→ TO DO:
Extract the listing below in full, unchanged.
================================
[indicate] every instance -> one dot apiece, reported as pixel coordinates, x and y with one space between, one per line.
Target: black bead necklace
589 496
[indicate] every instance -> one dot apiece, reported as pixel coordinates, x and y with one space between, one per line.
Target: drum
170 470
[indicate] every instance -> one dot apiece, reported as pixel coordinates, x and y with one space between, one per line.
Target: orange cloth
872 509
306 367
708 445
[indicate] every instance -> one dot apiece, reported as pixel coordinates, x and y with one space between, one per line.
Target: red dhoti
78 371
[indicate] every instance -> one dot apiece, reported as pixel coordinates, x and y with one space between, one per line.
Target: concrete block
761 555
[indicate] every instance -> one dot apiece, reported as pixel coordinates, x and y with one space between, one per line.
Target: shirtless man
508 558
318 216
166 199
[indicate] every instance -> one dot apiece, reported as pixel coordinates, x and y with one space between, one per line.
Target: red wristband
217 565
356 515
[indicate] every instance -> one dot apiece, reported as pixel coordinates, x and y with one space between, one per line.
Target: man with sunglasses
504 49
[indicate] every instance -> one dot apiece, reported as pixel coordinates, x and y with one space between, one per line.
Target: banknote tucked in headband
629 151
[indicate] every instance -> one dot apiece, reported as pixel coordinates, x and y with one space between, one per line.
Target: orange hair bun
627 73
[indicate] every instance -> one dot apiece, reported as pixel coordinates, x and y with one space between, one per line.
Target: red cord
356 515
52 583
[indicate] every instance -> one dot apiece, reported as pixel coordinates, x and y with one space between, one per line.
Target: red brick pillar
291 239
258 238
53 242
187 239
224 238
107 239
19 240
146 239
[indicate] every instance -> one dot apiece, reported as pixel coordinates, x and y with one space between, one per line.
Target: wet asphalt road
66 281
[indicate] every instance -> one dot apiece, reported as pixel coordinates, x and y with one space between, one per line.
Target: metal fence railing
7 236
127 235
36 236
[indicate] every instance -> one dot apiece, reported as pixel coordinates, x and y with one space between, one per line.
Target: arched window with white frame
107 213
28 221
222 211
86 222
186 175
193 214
================================
→ ANSWER TO THIS EXERCISE:
[indicate] every instance -> one dot apiece, reported as pixel coordinates, x and y with one space between, one per line.
Target: black bead necklace
589 496
[indicate] every instance -> one dot apiece, reported as pixel coordinates, x and y with one space between, one per line.
Target: drum
170 470
[indicate] every instance -> one dot apiece, reported as pixel coordinates, x and y with one space between, one per line.
Target: orange cloth
872 509
306 367
708 445
[indicate] every instance -> one dot apiece, reported as pixel coordinates, x and y with one space between, one per line.
Target: red dhoti
78 371
[indicate] every instance -> one dot apiece, reported as pixel coordinates, x and y with one space between, one per line.
Target: concrete block
761 555
[indicate] every instance -> one dot apiece, reported as pixel coordinates, x and y with one space between, one per line.
Target: shirtless man
508 558
318 216
166 199
[indicate] every instance -> one dot apiece, reported as pixel coordinates, x and y with one space between, one per line.
Target: red wristband
217 565
356 515
[indicate] every instance -> one dot apiece, reported as pixel coordinates, x and y with one space between, one per line.
Target: man with sunglasses
504 49
[indicate] every instance -> one dot apiece, reported as pixel coordinates, x and y with one space between, one per line.
Target: banknote tucked in headband
629 151
[indicate] every instance -> one dot apiece, reported as pixel coordinates, x and y with one space between, one per line.
Target: orange hair bun
627 73
[indicate] every instance -> one dot apiece, reported as pixel coordinates, x and y with one space between, one per line.
Target: red cord
356 515
52 583
[indicate] every instance -> one dot apiece, reported as pixel coordinates, x and y with one space between, one per line.
Target: red brick pillar
291 239
258 238
53 242
187 239
224 238
107 239
19 240
146 239
[indicate] every instance -> one dot apiece, reported as pixel coordinates, x and y with one space between, one per line.
Target: wet asphalt road
66 281
[indicate] every instance -> one dot apiece, reported as pixel coordinates, x and y with one space between, one per line.
Target: metal fence railing
7 236
127 235
36 236
[indicate] every instance -> one dot apiece, reported as pixel coordinates, x and y with one space between, one per line.
Target: arched window with white frame
107 213
28 221
222 211
86 222
186 175
193 214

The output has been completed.